Lines of data:
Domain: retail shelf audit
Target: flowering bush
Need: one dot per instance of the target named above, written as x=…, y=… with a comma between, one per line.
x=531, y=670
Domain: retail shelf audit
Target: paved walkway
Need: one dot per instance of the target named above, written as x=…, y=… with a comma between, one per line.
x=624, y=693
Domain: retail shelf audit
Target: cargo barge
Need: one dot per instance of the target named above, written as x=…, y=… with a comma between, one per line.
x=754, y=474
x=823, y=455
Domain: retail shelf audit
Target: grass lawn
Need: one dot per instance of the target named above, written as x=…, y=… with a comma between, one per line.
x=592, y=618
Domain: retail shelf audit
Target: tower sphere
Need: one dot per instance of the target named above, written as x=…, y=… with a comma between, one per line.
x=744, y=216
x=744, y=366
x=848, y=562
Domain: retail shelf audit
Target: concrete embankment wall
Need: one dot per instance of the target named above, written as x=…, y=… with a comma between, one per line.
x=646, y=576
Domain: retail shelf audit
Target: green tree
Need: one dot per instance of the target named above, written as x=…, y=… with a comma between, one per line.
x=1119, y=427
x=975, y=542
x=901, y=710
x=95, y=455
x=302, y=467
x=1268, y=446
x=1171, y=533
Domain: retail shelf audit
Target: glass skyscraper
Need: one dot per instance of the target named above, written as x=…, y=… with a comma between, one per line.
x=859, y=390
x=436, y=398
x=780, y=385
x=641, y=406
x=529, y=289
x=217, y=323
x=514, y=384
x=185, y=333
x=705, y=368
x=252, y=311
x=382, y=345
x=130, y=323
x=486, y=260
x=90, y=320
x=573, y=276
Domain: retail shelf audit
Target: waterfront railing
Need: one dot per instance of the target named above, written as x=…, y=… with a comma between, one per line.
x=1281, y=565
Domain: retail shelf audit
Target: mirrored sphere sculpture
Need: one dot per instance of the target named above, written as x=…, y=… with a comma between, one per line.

> _Exercise aim_: Present the records from the start through the line containing "x=1171, y=533" as a two-column CSV headed text and answer, with one row for each text and the answer after it. Put each in its own quoted field and turn line breaks into spaces.

> _Correct output_:
text,answer
"Domain: retail shelf audit Target: flowering bush Need: one dot per instance of the target named above, written as x=…, y=… with a comma between, one per line.","x=531, y=670"
"Domain: retail shelf audit Target: paved walkway Need: one dot per instance of the target named above, written as x=…, y=… with a comma between, one per line.","x=624, y=693"
"Domain: retail shelf audit Target: cargo barge Need: one dot per instance of the target named above, written as x=…, y=… with a comma between, one per line.","x=754, y=474 x=823, y=455"
"Domain: retail shelf audit Target: grass lawn Need: one dot per instance of the target named above, written as x=…, y=… with a comma between, one per line.","x=592, y=618"
"Domain: retail shelf audit Target: tower sphere Need: one dot per instance of the target named above, written as x=…, y=… with a comma between, one per line.","x=744, y=216 x=744, y=366 x=848, y=562"
"Domain: retail shelf audit Target: concrete embankment wall Need: one dot per instance of the target named above, written as x=…, y=… with a comma between, one per line.","x=646, y=576"
"Domain: retail shelf audit Target: green tree Need: one dot per instance of the target named above, written as x=…, y=… with a comma between, one per line.","x=1119, y=427 x=975, y=542 x=901, y=710 x=95, y=455 x=302, y=467 x=1268, y=446 x=1171, y=533"